Dataset entries
══════════════════════════════
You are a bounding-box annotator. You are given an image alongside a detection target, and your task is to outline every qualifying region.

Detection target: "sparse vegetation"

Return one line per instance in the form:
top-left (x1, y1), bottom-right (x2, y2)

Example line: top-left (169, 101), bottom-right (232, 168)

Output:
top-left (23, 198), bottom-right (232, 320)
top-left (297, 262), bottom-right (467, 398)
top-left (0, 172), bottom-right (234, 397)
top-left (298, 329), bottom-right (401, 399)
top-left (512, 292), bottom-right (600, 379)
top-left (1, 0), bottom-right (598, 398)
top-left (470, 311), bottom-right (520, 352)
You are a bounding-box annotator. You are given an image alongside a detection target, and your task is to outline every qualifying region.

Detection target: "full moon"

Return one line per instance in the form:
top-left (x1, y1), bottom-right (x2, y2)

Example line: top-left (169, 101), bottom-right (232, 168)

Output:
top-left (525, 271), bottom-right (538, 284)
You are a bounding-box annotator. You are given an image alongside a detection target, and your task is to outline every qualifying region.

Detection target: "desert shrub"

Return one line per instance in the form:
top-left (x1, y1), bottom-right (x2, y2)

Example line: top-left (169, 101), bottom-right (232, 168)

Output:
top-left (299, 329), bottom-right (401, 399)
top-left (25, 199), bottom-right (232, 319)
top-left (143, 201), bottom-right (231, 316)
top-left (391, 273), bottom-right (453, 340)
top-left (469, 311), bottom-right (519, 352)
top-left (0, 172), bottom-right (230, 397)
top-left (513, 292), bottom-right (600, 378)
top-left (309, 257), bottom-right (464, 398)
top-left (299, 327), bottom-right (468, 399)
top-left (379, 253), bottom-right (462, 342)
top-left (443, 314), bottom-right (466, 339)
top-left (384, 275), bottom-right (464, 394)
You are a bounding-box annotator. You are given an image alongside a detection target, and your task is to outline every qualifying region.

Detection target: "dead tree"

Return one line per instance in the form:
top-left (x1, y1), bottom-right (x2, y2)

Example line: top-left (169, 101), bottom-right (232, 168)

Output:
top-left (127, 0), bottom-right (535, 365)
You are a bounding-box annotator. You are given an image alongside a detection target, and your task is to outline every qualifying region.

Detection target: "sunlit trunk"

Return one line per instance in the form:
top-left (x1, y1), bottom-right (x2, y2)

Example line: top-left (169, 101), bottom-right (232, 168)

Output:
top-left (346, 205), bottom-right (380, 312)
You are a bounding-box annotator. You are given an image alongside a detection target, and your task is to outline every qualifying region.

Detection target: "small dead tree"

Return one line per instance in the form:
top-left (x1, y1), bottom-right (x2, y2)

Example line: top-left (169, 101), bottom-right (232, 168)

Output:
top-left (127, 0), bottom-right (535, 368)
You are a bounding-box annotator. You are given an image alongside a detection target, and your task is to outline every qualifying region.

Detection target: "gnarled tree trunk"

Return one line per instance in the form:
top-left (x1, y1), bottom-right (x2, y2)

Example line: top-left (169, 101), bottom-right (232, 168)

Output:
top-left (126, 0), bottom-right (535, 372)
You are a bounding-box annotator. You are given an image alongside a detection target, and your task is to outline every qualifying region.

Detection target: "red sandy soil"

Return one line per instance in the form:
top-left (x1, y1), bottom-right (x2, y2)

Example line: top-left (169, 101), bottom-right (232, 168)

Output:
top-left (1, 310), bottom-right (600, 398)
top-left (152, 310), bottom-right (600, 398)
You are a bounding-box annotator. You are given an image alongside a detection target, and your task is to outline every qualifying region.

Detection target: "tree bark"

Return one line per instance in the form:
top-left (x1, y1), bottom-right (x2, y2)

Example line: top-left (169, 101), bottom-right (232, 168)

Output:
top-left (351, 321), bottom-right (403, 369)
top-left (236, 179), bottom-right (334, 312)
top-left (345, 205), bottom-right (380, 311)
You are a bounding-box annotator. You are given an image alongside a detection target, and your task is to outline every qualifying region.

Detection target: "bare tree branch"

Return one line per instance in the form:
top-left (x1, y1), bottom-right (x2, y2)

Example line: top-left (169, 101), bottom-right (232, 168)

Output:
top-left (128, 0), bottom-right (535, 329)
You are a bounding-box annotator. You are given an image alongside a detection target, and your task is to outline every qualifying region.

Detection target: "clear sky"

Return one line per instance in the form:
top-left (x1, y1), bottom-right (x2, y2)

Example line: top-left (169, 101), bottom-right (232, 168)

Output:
══════════════════════════════
_Requirement_: Reply with one number, the count of lines in the entries that hold the string "dead".

_Output of the exercise_: 2